More about HKUST
Rendering Text in Images in the GenAI Era
PhD Thesis Proposal Defence
Title: "Rendering Text in Images in the GenAI Era"
by
Mr. Jingye CHEN
Abstract:
With the rapid advancement of generative models, text-to-image generation has
made remarkable progress, largely driven by diffusion-based approaches.
However, accurately and editably rendering text within images remains a
fundamental challenge, limiting practical applications in design,
advertising, and document generation. To address this, our roadmap unfolds in
three steps:
(1) TextDiffuser-1 aims to enhance the text rendering accuracy. It uses a
Transformer-based layout planner with a conditional diffusion backbone, and
introduces MARIO-10M, a large-scale dataset containing 10 million image–text
pairs with OCR and character-level annotations, along with MARIO-Eval, a
benchmark designed for comprehensive evaluation of visual text generation.
(2) TextDiffuser-2 enhances flexibility and stylistic diversity. It
fine-tunes a large language model to autonomously generate and refine layout
plans via conversational interactions. In addition, it adopts line-level text
conditioning instead of dense character-level guidance, enabling more natural
and diverse rendering without sacrificing legibility.
(3) TextDiffuser-3 aims to enhance the editability. It generalizes the
problem from single image generation to full layered graphic design
synthesis. It leverages a vision–language model to coordinate reference
generation, design planning, and layer-wise decomposition, supported by
expert modules such as SAM and element-removal models to produce harmonized,
editable designs.
Together, these three steps outline a path from rendering accurate and
legible text to generating fully editable, layered graphic designs. It
empowers designers and content creators to harness generative models not only
for inspiration, but also for production-ready, customizable visual content.
Date: Wednesday, 30 July 2025
Time: 3:30pm - 5:30pm
Venue: Room 3494
Lifts 25/26
Committee Members: Dr. Qifeng Chen (Supervisor)
Prof. Gary Chan (Chairperson)
Prof. Tim Cheng

* **Given information**
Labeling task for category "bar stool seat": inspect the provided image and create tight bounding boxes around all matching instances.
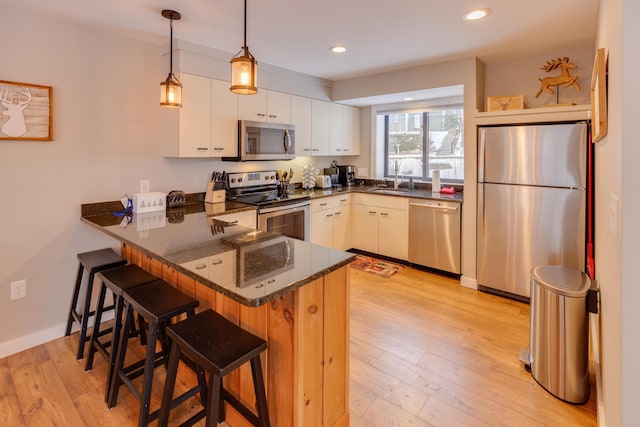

* **Challenge**
Translate this sentence from the thesis proposal abstract above into Spanish: "Together, these three steps outline a path from rendering accurate and legible text to generating fully editable, layered graphic designs."

* **Output of the exercise**
En conjunto, estos tres pasos trazan un camino que va desde la representación de texto preciso y legible hasta la generación de diseños gráficos por capas totalmente editables.